▸ 課題一覧:
(1) 本文抜粋から、「っつーことを、シリーズ最終章」から「いなんて当然されねーじゃん。」までの部分を、両端の語句も含めて一字一句変えずに返してください。
(2) 本文抜粋によると、フリットウィックが最後に決闘して完全勝利した相手は誰ですか。

▸ 本文抜粋:
"""
ハリー、ヴォルデモートと呼びなさい。ものには必ず適切な名前を使いなさい。名前を恐れていると、そのもの自身に対する恐れも大きくなる。

と言えた唯一の存在である、あのダンブルドアでさえも殺されて。だけど、亡きダンブルドアの代わりに校長に就任したマクゴナガルが、

彼の名はヴォルデモートです。あなたもそうお呼びなさい。どう呼ぼうと、殺しに来るのですから。

っつーことを、シリーズ最終章の『ハリーポッターと死の秘宝』でフリットウィックに言うじゃないですか。マジで痺れた。あとさあとさ、その直後マクゴナガルが、ピエルトータム・ロコモーター!つって石像を動かすんだけど、その時の、この呪文一度使ってみたかったんですよ、っつーセリフのチャーミングさとのギャップ。たまんない。

 

 いや、そもそもこのフリットウィックがかなりすごくってさ、魔法界って結構純血思想が残ってて、マグルの血が流れてるだけで混血だの穢れた血だの言われるような世界観なのに、フリットウィックは一人だけゴブリンの血が流れてんの。あんまりだよ。こんなのもう足かせってレベルじゃないでしょ。黒人差別が全盛期の頃にチンパンジーとの混血児なんか居たら、それはもう人扱いなんて当然されねーじゃん。

 

 それなのに学生の頃は決闘チャンピオンで、ホグワーツの呪文学の教授になってレイブンクローの寮監まで任されてる。凄すぎない?レイブンクローつったら、ホグワーツでもどちらかと言えば頭脳派集団なわけじゃん。高校時代にボクシングのインターハイで優勝してるチンパンジーとの混血児が東大法学部の学部長してんだよ。マジじゃん。ハグリッドがあれだけ問題を起こして仕事を辞めさせられたりアズカバンに突っ込まれたりと魔法省から目の敵にされてたのに、フリットウィックはマクゴナガルと共にアンブリッジに反発して、試験中に花火に追いかけ回されてるアンブリッジを見ながらガッツポーズしてもお咎めなし。最後はあのルーピンを殺した死喰い人ドロホフと決闘し、完全勝利。俺、フリットウィックが一番好きだわ。ホント尊敬する。
"""
▸ 表示情報:
"""
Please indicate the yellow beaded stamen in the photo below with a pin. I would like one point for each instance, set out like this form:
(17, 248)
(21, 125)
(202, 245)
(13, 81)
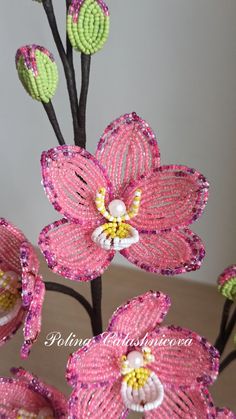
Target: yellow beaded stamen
(134, 209)
(132, 212)
(137, 378)
(116, 234)
(9, 291)
(141, 389)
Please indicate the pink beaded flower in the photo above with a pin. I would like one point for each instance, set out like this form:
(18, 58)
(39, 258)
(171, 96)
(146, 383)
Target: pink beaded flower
(21, 287)
(26, 397)
(227, 282)
(136, 365)
(121, 200)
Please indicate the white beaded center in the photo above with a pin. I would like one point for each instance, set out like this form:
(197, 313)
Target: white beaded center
(141, 389)
(116, 234)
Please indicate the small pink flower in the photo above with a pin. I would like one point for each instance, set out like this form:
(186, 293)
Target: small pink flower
(137, 365)
(25, 396)
(121, 200)
(21, 287)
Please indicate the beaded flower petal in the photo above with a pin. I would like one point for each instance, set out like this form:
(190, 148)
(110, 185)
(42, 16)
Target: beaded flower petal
(25, 396)
(21, 287)
(227, 282)
(121, 200)
(137, 365)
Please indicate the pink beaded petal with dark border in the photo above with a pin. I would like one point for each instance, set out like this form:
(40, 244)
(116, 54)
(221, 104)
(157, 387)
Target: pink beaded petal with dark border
(170, 252)
(171, 196)
(224, 413)
(33, 319)
(8, 330)
(183, 365)
(127, 150)
(184, 404)
(96, 364)
(140, 315)
(71, 179)
(97, 403)
(28, 392)
(11, 240)
(70, 251)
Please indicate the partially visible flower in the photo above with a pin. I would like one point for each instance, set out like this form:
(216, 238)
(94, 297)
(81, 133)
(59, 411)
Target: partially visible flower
(227, 282)
(88, 25)
(26, 396)
(128, 368)
(37, 72)
(21, 287)
(121, 200)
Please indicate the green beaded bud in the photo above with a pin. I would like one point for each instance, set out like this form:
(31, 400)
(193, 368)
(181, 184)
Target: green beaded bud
(227, 283)
(88, 25)
(37, 72)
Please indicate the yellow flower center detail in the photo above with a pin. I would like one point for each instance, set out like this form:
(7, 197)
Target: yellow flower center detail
(10, 298)
(137, 378)
(141, 389)
(116, 234)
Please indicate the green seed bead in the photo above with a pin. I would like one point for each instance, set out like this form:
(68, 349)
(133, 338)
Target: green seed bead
(87, 25)
(37, 72)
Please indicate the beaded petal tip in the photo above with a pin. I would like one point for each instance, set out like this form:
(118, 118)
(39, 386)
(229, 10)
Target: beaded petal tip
(136, 365)
(88, 25)
(37, 72)
(21, 287)
(121, 200)
(27, 397)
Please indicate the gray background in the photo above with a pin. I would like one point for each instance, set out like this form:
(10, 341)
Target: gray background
(174, 63)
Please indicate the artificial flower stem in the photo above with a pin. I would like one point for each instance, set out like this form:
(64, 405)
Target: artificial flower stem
(53, 120)
(96, 292)
(227, 361)
(85, 72)
(63, 289)
(221, 344)
(68, 69)
(224, 320)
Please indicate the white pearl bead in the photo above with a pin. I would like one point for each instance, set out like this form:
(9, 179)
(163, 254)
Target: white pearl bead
(117, 208)
(135, 359)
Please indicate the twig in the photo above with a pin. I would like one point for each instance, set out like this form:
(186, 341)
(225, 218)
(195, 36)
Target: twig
(53, 286)
(54, 122)
(96, 292)
(68, 69)
(85, 73)
(224, 320)
(227, 333)
(229, 358)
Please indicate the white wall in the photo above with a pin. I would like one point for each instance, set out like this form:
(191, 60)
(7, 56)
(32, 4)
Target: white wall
(174, 63)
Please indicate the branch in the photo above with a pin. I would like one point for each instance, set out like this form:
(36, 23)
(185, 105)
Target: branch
(53, 286)
(54, 122)
(227, 333)
(224, 320)
(96, 292)
(68, 69)
(229, 358)
(85, 73)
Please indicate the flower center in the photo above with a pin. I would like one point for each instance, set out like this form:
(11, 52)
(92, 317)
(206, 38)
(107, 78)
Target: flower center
(44, 413)
(116, 234)
(10, 297)
(141, 389)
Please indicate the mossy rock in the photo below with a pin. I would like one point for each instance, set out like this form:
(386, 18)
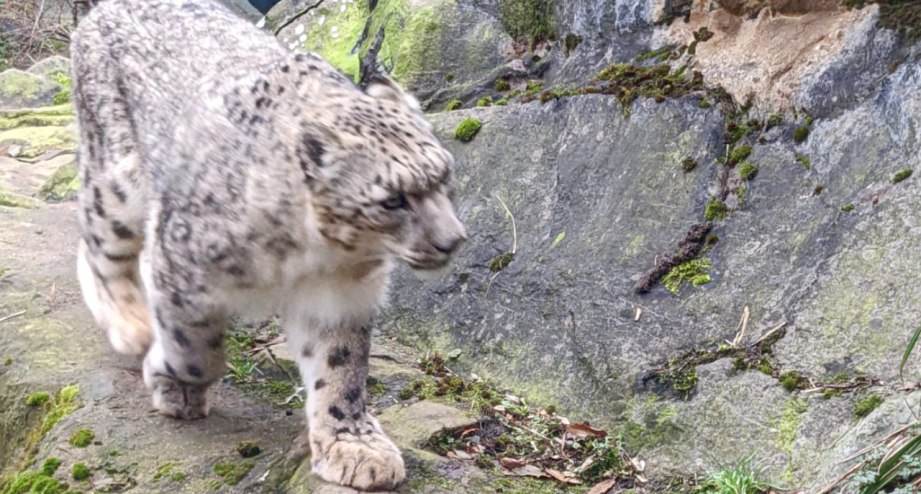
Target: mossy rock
(51, 66)
(63, 185)
(20, 89)
(425, 40)
(38, 140)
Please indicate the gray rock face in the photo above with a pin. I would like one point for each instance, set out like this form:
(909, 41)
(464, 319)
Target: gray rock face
(596, 197)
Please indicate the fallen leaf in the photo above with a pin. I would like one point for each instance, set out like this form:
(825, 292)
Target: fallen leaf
(603, 487)
(567, 477)
(584, 430)
(511, 463)
(525, 471)
(460, 455)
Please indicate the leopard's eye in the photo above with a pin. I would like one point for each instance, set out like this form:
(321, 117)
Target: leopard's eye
(397, 201)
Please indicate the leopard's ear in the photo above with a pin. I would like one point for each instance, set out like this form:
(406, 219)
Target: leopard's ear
(382, 87)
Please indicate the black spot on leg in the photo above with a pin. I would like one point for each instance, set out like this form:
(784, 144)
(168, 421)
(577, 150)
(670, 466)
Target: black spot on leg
(181, 338)
(338, 356)
(336, 413)
(121, 231)
(194, 371)
(353, 395)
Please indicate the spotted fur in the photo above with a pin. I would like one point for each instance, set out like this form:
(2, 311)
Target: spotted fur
(224, 175)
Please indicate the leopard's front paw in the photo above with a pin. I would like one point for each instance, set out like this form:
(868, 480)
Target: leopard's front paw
(367, 462)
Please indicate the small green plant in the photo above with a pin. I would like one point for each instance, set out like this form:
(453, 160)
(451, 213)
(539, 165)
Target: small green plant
(37, 399)
(715, 210)
(80, 471)
(742, 478)
(695, 272)
(865, 405)
(739, 154)
(901, 175)
(82, 438)
(467, 130)
(747, 170)
(63, 95)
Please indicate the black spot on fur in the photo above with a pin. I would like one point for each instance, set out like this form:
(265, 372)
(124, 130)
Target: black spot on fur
(121, 231)
(194, 371)
(353, 395)
(338, 356)
(181, 338)
(336, 412)
(118, 191)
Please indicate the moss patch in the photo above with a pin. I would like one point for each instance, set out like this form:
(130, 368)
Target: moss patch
(865, 405)
(467, 130)
(80, 472)
(528, 20)
(901, 175)
(82, 438)
(696, 272)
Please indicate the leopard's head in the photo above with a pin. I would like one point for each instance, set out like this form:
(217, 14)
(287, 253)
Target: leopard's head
(382, 180)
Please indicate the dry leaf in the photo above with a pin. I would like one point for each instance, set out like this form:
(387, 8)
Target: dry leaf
(567, 477)
(584, 430)
(525, 471)
(459, 454)
(603, 487)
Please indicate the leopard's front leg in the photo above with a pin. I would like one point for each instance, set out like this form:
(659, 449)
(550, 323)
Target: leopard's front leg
(347, 444)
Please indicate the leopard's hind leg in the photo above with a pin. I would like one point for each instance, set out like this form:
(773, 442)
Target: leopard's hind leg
(112, 199)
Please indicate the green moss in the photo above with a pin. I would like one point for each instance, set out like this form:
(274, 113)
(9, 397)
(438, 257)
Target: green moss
(233, 473)
(695, 270)
(747, 170)
(80, 472)
(500, 262)
(528, 20)
(37, 399)
(901, 175)
(50, 466)
(865, 405)
(63, 95)
(63, 185)
(788, 425)
(82, 438)
(467, 130)
(739, 154)
(715, 210)
(248, 449)
(791, 381)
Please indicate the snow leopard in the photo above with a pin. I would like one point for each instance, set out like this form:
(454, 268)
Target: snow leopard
(223, 174)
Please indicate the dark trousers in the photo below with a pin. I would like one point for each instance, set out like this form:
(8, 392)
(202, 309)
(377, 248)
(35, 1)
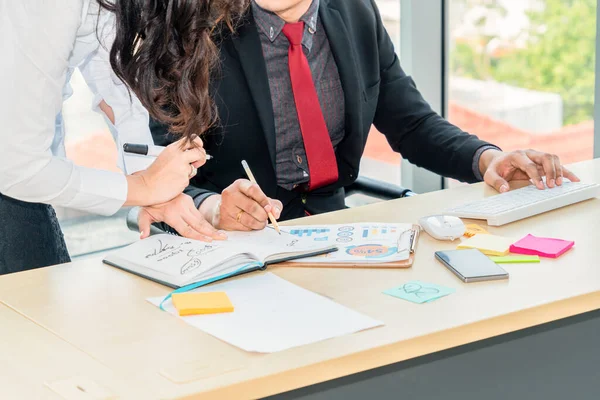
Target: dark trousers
(30, 236)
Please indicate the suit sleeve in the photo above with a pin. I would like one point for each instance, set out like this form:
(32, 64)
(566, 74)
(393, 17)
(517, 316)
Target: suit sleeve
(162, 137)
(410, 125)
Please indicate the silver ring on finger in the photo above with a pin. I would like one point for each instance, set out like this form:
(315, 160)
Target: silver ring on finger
(193, 172)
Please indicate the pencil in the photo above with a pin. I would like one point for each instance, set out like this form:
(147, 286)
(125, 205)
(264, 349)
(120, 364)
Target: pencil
(253, 180)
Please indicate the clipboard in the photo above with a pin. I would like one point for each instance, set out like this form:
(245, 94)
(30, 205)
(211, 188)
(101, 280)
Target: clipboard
(414, 238)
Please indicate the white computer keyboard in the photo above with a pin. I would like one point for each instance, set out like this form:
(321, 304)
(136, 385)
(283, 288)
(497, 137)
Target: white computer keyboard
(525, 202)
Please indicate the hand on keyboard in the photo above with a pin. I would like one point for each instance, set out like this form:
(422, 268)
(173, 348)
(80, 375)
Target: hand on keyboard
(498, 168)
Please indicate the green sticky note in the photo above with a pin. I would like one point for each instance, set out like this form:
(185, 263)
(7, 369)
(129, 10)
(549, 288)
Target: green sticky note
(515, 259)
(419, 292)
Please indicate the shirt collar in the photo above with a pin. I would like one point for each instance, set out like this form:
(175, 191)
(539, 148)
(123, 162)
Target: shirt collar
(271, 25)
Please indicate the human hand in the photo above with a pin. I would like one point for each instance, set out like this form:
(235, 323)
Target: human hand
(242, 206)
(498, 168)
(182, 215)
(168, 175)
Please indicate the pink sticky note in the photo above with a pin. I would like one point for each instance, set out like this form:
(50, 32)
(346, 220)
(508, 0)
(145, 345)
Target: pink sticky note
(543, 247)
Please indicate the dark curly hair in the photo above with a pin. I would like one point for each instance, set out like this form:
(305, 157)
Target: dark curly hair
(165, 51)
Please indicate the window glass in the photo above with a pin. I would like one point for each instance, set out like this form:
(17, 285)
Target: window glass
(522, 73)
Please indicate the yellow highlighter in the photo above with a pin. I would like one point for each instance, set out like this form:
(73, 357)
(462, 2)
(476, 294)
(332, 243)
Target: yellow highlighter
(202, 303)
(490, 245)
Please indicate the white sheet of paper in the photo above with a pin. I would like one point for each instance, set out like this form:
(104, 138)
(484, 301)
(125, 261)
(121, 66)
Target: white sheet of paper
(271, 314)
(367, 242)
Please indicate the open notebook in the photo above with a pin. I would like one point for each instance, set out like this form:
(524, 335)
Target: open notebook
(175, 261)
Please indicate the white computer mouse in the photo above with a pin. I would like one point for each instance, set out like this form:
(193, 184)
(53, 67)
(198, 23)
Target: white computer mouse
(443, 227)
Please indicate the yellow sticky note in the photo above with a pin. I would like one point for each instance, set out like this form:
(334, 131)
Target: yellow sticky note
(474, 229)
(202, 303)
(490, 245)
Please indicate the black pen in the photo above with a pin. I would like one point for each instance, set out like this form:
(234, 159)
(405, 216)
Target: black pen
(147, 150)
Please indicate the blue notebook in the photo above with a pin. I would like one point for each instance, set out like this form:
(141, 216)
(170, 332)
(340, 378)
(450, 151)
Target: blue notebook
(176, 262)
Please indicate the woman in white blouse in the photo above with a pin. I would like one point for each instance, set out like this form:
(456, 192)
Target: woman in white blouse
(42, 43)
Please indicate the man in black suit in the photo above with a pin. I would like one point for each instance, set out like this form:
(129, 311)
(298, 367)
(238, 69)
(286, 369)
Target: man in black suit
(303, 137)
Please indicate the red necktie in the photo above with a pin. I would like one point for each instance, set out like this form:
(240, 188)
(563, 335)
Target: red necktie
(317, 143)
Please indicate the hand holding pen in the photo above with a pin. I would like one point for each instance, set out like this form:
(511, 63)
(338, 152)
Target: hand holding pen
(169, 174)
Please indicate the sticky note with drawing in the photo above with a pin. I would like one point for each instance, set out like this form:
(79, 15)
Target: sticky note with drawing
(419, 292)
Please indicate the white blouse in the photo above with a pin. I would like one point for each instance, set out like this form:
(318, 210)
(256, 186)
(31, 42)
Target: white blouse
(42, 42)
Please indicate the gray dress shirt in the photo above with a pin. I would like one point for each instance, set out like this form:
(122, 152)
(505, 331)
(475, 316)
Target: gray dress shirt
(291, 166)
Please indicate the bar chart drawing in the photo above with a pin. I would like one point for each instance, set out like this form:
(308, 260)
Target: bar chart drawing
(309, 232)
(373, 232)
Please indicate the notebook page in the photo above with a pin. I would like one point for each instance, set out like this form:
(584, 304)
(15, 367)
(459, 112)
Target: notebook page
(268, 242)
(176, 257)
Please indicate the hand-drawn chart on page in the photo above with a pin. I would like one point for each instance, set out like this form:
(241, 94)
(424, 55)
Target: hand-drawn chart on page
(359, 242)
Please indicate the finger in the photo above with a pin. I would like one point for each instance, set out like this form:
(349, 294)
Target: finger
(250, 206)
(525, 164)
(194, 155)
(200, 163)
(253, 191)
(185, 230)
(547, 161)
(196, 221)
(251, 222)
(144, 222)
(494, 179)
(196, 143)
(228, 220)
(276, 207)
(570, 176)
(241, 220)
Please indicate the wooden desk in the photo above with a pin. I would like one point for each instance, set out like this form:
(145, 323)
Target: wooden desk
(103, 311)
(33, 358)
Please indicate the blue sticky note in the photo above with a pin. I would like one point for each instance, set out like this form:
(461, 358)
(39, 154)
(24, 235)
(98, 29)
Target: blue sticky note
(419, 292)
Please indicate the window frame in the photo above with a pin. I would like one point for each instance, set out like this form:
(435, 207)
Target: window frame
(424, 53)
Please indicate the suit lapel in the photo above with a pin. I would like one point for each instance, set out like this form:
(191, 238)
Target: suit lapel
(345, 58)
(248, 46)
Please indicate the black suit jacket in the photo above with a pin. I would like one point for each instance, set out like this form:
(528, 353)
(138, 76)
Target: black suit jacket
(377, 91)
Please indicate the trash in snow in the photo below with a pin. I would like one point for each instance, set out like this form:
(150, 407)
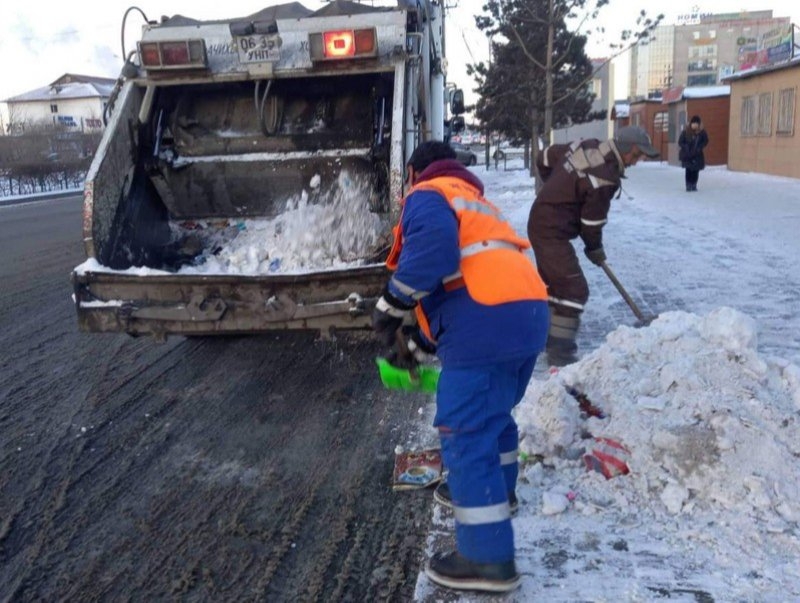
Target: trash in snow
(725, 436)
(323, 229)
(608, 457)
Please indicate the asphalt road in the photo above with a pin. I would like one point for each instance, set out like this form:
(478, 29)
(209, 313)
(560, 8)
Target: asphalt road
(222, 469)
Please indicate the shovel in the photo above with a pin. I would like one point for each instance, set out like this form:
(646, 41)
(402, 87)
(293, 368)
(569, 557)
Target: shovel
(402, 371)
(643, 320)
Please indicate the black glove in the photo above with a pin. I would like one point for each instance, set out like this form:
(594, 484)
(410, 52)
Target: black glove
(388, 316)
(596, 256)
(420, 347)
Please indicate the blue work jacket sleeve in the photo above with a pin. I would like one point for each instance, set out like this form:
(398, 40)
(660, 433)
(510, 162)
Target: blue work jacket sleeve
(430, 246)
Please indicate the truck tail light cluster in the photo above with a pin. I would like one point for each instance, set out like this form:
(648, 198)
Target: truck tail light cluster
(343, 44)
(178, 54)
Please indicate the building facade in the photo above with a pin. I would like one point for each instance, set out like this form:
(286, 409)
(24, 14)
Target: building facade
(703, 49)
(73, 102)
(763, 120)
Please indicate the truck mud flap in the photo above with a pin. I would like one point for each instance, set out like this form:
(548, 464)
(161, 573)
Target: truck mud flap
(161, 305)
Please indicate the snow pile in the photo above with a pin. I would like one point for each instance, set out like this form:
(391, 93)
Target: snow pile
(710, 425)
(317, 231)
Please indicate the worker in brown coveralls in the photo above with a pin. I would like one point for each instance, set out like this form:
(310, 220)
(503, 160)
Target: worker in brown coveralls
(580, 179)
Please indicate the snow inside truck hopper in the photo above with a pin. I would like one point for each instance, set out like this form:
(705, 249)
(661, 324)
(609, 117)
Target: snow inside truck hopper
(222, 130)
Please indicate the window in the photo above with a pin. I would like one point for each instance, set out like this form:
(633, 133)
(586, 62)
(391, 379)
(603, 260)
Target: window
(765, 114)
(747, 121)
(785, 123)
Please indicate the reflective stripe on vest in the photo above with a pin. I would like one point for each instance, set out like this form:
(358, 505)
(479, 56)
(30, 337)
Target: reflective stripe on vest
(502, 276)
(493, 267)
(475, 516)
(486, 246)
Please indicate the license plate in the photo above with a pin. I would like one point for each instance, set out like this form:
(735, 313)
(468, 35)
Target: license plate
(259, 48)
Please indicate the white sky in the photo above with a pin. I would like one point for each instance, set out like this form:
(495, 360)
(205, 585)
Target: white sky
(42, 39)
(706, 399)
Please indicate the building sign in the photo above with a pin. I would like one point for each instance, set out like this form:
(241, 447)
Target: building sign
(771, 47)
(776, 44)
(66, 120)
(693, 17)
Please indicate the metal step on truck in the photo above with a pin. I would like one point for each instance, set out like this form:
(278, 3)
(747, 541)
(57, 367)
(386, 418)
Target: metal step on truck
(250, 170)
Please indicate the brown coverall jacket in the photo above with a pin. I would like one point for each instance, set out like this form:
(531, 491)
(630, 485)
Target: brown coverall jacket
(580, 179)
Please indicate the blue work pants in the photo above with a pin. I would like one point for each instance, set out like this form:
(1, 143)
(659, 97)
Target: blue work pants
(480, 443)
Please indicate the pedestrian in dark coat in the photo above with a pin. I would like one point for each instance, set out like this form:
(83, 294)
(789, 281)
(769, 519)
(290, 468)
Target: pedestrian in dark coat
(692, 141)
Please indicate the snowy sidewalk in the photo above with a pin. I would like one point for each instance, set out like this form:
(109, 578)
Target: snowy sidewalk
(707, 400)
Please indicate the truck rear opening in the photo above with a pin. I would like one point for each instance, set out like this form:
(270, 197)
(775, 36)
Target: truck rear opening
(248, 176)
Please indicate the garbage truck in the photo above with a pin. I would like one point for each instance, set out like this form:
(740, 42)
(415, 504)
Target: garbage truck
(249, 174)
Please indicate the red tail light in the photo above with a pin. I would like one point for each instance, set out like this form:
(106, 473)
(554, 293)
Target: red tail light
(343, 44)
(177, 54)
(339, 44)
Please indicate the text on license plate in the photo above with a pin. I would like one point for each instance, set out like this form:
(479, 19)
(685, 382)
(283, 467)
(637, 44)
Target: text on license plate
(259, 48)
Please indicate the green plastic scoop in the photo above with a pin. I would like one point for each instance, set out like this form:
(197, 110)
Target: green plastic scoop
(421, 379)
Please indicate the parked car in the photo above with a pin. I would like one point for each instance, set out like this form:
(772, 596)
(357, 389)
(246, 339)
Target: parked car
(464, 154)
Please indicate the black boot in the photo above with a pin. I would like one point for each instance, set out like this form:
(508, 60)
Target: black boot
(561, 347)
(455, 571)
(443, 497)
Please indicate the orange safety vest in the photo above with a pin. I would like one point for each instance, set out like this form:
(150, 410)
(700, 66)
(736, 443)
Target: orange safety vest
(493, 267)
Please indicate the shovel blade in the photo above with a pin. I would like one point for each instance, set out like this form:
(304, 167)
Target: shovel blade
(422, 379)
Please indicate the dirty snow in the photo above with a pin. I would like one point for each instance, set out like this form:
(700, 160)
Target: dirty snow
(706, 399)
(318, 230)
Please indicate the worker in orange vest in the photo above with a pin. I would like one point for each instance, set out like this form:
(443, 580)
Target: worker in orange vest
(481, 307)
"""
▸ 解答:
(1)
っつーことを、シリーズ最終章の『ハリーポッターと死の秘宝』でフリットウィックに言うじゃないですか。マジで痺れた。あとさあとさ、その直後マクゴナガルが、ピエルトータム・ロコモーター!つって石像を動かすんだけど、その時の、この呪文一度使ってみたかったんですよ、っつーセリフのチャーミングさとのギャップ。たまんない。

 

 いや、そもそもこのフリットウィックがかなりすごくってさ、魔法界って結構純血思想が残ってて、マグルの血が流れてるだけで混血だの穢れた血だの言われるような世界観なのに、フリットウィックは一人だけゴブリンの血が流れてんの。あんまりだよ。こんなのもう足かせってレベルじゃないでしょ。黒人差別が全盛期の頃にチンパンジーとの混血児なんか居たら、それはもう人扱いなんて当然されねーじゃん。

(2) ルーピンを殺した死喰い人のドロホフです。